> **Фрагмент текста**
Сюжеты · Общество

Терочка

Письмо политзэку Константину Котову, не прошедшее цензуру «Матросской Тишины»

Виктория Ивлева , фотограф, журналист
Гуляла я тут на днях по Москве. Вот правда: ну просто очень чистый, красивый и ухоженный город. Особенно в центре. И культурный. Сходила на потрясающую выставку «Свободный полет. Андрей Тарковский». После выставки прошлась по набережной, обратила внимание на клумбы с хризантемами — все как на подбор, ровными разноцветными шапочками. Зашла в кафе. Меню интересное, обслуживают вежливо. Кругом строительство разное идет, в метро теперь на платформе часы показывают, сколько осталось до поезда, а не сколько минут тому назад он ушел.
Ну вот все хорошо и даже прекрасно.
А только чувствую, что сидит во мне какой-то маленький червячок, эдакая булавочная головка, козюлька неприметная, не дающая правильно думать, прямо-таки мешающая считать, что все хорошо и прекрасно. Иду по царственной Москве — а булавочка куда-то вонзается, любоваться мешает, а червячок что-то продырявливает внутри, а козюлька свербит — и нет мне покоя и наслаждения. Да что ты будешь делать! Прямо вот хоть убей… И вдруг я вспоминаю про терочку. Точно. Она.

> **Исходные данные**
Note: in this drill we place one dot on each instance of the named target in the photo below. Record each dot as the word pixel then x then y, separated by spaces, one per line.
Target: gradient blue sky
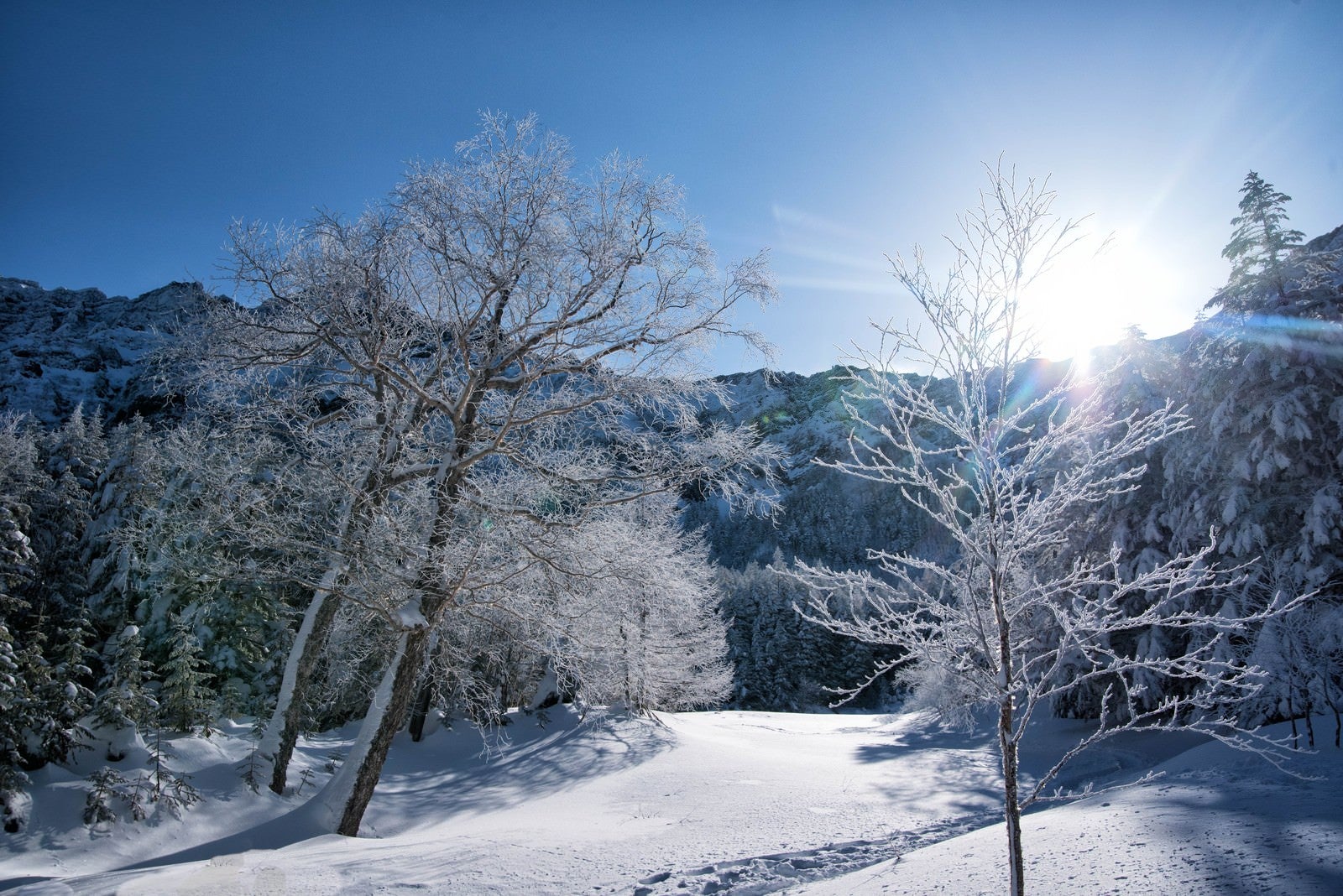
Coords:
pixel 830 132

> **Порядок работы**
• a. Перепишите слово в слово кусок отрывка про прогулку по Москве между «Письмо политзэку Константину» и «назад он ушел.», включая оба этих места.
• b. Продолжите отрывок про прогулку по Москве с того места, где он заканчивается.

> **Ожидаемый результат**
• a.
Письмо политзэку Константину Котову, не прошедшее цензуру «Матросской Тишины»

Виктория Ивлева , фотограф, журналист
Гуляла я тут на днях по Москве. Вот правда: ну просто очень чистый, красивый и ухоженный город. Особенно в центре. И культурный. Сходила на потрясающую выставку «Свободный полет. Андрей Тарковский». После выставки прошлась по набережной, обратила внимание на клумбы с хризантемами — все как на подбор, ровными разноцветными шапочками. Зашла в кафе. Меню интересное, обслуживают вежливо. Кругом строительство разное идет, в метро теперь на платформе часы показывают, сколько осталось до поезда, а не сколько минут тому назад он ушел.

• b.
Т Е Р О Ч К А.
Терочка и не дает. Обычная пластмассовая терочка, на самом деле, даже две: одна четырехгранная, синяя, другая совсем простая, односторонняя, красная.
А чего не дают мне терочки-то Москвой наслаждаться? Да так, ничего, обычное теперь уже дело: я их должна наутро отнести в следственный изолятор «Матросская Тишина» арестанту Котову Константину Александровичу, тридцати четырех лет от роду, осужденному по статье 212.1. Государство мое, красивую столицу всем на радость устроившее, хочет отнять у Константина Александровича четыре года его молодой и прекрасной жизни.
Фото автора
И для меня эти две маленькие терочки — синяя и красная — важнее Москвы. Да что там важнее — просто на лопатки кладут они расфуфыренную столицу.
А еще я боюсь, что не примут терочки: перевес у арестанта Котова вроде как образовался на 500 граммов, а так хочется, так хочется, чтобы взяли… До слез.
Терочки я сдала. Правда, не сразу.
— Это что, — говорят, — только терки? Мы не возьмем только терки, слишком мало.
— Как это, — говорю, — слишком мало?
— Вот так. Слишком мало — это слишком мало, чего же здесь непонятного! Идите вон в магазин за углом, хлеба еще купите, будет нормально, я приму.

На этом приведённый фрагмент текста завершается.